At dawn on 25 January, the three frigates and one sloop of Galloway's division were sighted from the San Francisco de Asís sailing north-eastwards at a distance of 11 leagues from the port of Cádiz, parallel to the city. The lack of response to the signals of recognition made from the Spanish ship put on alert its crew. The British ships began to come close to the San Francisco de Asís relying on their lightness and their advantage, both in number and in artillery, as the division's ships mounted 40 pieces each of the two heaviest frigates, 34 the lesser one, and 28 the sloop. Minerve and Meleager were armed, moreover, with 24-pounder carronades.

At 1 pm the British division had approached enough to open fire on the San Francisco, who had hoisted its flag, ready to engage Galloway's ships, which also hoisted their British flags. The San Francisco then opened fire, and a running battle ensued without intermission until 4 pm. In the process, the San Francisco received the fire of two British frigates which successively shot him with grapeshot. The Spanish ship could only return the fire with the stern chasers of its batteries, although she luffed occasionally to shoot broadsides on the British frigates, inflicting serious damage. The British gunners, noted for their skill through the war, were not particularly accurate during the action, and San Francisco, already hit by the storm, didn't suffer serious damage.

Exercise A:
Answer these from the account of the battle off Cádiz:
(i) How far from the port of Cádiz were Galloway's ships when they were sighted?
(ii) Until what time did the running battle continue?
(iii) What additional armament did Minerve and Meleager carry?
Exercise B: List every ship that the account of the battle off Cádiz identifies by name.
Exercise C: Please extend the account of the battle off Cádiz, starting right after its final sentence.

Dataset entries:
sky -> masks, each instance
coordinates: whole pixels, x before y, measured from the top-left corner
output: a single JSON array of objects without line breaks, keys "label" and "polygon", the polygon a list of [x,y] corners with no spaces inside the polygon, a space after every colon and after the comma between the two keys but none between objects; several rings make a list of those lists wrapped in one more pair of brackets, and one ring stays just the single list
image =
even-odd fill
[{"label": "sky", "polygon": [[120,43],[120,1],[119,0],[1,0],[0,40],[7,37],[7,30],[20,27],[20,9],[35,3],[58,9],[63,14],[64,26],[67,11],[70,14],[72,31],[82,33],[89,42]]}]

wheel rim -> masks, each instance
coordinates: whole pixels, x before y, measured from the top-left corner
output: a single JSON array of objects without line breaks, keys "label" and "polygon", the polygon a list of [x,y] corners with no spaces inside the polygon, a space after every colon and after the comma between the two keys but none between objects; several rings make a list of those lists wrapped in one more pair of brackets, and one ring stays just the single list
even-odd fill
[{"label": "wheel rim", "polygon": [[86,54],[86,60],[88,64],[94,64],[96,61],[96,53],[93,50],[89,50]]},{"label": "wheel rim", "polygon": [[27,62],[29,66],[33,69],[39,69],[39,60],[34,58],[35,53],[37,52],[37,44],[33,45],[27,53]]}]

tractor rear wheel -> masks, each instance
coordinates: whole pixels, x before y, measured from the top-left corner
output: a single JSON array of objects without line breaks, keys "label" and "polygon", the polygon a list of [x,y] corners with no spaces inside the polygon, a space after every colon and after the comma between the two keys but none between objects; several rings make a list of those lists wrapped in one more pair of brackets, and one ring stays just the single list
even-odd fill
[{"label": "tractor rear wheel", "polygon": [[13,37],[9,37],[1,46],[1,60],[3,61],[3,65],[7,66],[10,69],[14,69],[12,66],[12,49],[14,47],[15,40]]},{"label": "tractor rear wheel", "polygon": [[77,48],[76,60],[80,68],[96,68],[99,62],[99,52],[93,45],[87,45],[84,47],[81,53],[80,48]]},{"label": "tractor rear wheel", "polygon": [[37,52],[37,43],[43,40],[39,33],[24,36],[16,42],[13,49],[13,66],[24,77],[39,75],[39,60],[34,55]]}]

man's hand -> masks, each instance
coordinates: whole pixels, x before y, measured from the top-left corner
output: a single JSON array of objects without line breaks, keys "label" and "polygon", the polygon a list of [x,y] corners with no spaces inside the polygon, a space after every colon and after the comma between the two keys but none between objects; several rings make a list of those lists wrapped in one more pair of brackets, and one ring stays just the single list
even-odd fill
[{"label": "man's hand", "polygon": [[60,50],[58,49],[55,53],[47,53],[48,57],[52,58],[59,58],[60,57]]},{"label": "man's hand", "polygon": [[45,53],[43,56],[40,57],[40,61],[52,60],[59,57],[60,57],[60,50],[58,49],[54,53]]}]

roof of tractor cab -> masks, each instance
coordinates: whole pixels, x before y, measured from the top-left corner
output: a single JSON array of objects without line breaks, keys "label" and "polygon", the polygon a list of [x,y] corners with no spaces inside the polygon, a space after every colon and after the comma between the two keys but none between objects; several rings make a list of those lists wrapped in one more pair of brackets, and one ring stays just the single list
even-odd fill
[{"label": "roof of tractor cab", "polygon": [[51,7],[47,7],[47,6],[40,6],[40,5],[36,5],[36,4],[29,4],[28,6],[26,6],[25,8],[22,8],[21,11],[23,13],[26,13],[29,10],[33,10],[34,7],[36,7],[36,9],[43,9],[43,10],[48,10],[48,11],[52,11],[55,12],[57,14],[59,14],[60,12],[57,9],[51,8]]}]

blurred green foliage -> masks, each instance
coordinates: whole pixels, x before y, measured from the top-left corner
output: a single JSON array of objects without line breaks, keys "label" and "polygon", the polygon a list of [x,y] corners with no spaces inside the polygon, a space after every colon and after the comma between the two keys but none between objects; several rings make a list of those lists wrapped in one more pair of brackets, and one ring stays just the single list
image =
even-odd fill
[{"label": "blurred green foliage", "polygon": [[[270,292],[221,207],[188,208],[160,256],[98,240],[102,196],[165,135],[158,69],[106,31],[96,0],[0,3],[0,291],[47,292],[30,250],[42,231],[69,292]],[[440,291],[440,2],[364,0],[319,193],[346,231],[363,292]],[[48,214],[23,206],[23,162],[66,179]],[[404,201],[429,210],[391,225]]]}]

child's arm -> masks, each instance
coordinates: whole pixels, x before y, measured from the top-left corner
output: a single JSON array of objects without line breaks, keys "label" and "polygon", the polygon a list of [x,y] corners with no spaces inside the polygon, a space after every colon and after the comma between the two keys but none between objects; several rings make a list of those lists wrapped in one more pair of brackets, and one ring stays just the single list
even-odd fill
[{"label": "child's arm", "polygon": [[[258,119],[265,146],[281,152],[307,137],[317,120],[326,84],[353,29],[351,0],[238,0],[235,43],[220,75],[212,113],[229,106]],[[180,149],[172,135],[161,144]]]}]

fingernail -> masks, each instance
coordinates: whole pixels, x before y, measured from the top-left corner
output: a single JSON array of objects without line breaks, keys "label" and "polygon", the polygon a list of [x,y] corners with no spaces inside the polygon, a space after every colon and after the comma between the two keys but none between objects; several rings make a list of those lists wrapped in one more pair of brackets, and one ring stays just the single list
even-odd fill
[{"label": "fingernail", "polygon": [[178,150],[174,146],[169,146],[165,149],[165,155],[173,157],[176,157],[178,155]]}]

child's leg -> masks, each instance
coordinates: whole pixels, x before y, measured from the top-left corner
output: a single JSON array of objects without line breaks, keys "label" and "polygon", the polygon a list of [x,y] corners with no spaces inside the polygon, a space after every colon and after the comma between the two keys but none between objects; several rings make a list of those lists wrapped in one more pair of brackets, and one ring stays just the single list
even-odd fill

Expected output A:
(i) 11 leagues
(ii) 4 pm
(iii) 24-pounder carronades

Expected output B: San Francisco de Asís, Minerve, Meleager

Expected output C:
The British frigates left the battle at 4 pm, and although after consulting among themselves the British commanders resolved return to fight at 4:30 pm, they finally withdrew half an hour later. The imminence of the nightfall and the possibility of running aground on the coast between Huelva and Ayamonte convinced Alonso de Torres y Guerra to turn back to Cádiz instead of chasing Galloway's division, but trying before to sail between the retreating British ships to shoot upon them two complete broadsides. The British vessels, however, managed to avoid the action by taking advantage of its fasteness and the darkness of the dusk.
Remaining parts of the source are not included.